KUTIPAN UNTUK DIBACA:
▼
Selasa, 27 Desember 2011

Berteori dengan Teori

Beberapa orang khalayak umum sering mengatakan pertantangan anatara teori dan fakta. Sesungguhnya teori tidak bertentangan dengan fakta. Apabila kita menghadapi suatu problem maka kita akan memgembangkan hipotesa berdasarkan pengalaman yang dapat kita peroleh. Secara sadar atau tidak usaha memecahkan suatu problem itu merupakan kegiatan berteori. Berteori adalah aktifitas mental untuk mengembangkan ide yang dapat menerangkan mengapa dan bagaimana sesuatu itu terjadi. Akan tetapi berteori  tidak sama dengan teori itu sendiri, karena berteori masih merupakan sebuah hipotesa terhadap suatu problem. Jadi hipotesa adalah teori yang masih membutuhkan bukti-bukti empiris lebih lanjut.
▲
DATA TERKUMPUL:
▼
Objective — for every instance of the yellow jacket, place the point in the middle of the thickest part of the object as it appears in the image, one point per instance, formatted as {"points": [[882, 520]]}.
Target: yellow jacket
▲
TUGAS UNTUK DIKERJAKAN:
A - Berikan kembali bagian kutipan tentang berteori, mulai dari "Beberapa orang khalayak" dan terus sampai "empiris lebih lanjut.", persis sama kata per kata.
B - Teruskan kutipan tentang berteori, dimulai setelah kalimat terakhirnya.

JAWABAN BERURUTAN:
A -
Beberapa orang khalayak umum sering mengatakan pertantangan anatara teori dan fakta. Sesungguhnya teori tidak bertentangan dengan fakta. Apabila kita menghadapi suatu problem maka kita akan memgembangkan hipotesa berdasarkan pengalaman yang dapat kita peroleh. Secara sadar atau tidak usaha memecahkan suatu problem itu merupakan kegiatan berteori. Berteori adalah aktifitas mental untuk mengembangkan ide yang dapat menerangkan mengapa dan bagaimana sesuatu itu terjadi. Akan tetapi berteori  tidak sama dengan teori itu sendiri, karena berteori masih merupakan sebuah hipotesa terhadap suatu problem. Jadi hipotesa adalah teori yang masih membutuhkan bukti-bukti empiris lebih lanjut.

B -
Jadi teori itu ibarat rumus. Maksudnya suatu permasalahan yang ada bisa dianalisa dengan suatu teori. Misalnya, Ibrahim Alfian dalam desertasinya tentang “perang di Jalan Allah”, yakni tentang perang Aceh. Ia menggunakan pendekatan Collective Behavior yang menganalisa kenapa perang Aceh tersebut sangat susah dipadamkan dan berlangsung cukup lama. Ada dorongan yang mempengaruhi individu di Aceh waktu itu, yaitu doktrin agama, Jihad. Selain itu, dalam menganalisa sejarah Indonesia secara umum terutama masa pergerakan nasional, kita juga bisa menggunakan teorinya A.J Toynbe, Kelompok minoritas kreatif, yang mana sejarah Indonesia masa pergerakan diotaki oleh para kaum intelektual yang kreatif, seperti Soekarno, Hatta, Ahmad Dahlan, Hasyim Ashari dan lain sebagainya. Kita tahu, pada saat itu mayoritas penduduk Indonesia masih terkungkung dalam lingkaran penjajahan yang menyebabkan kebodohan.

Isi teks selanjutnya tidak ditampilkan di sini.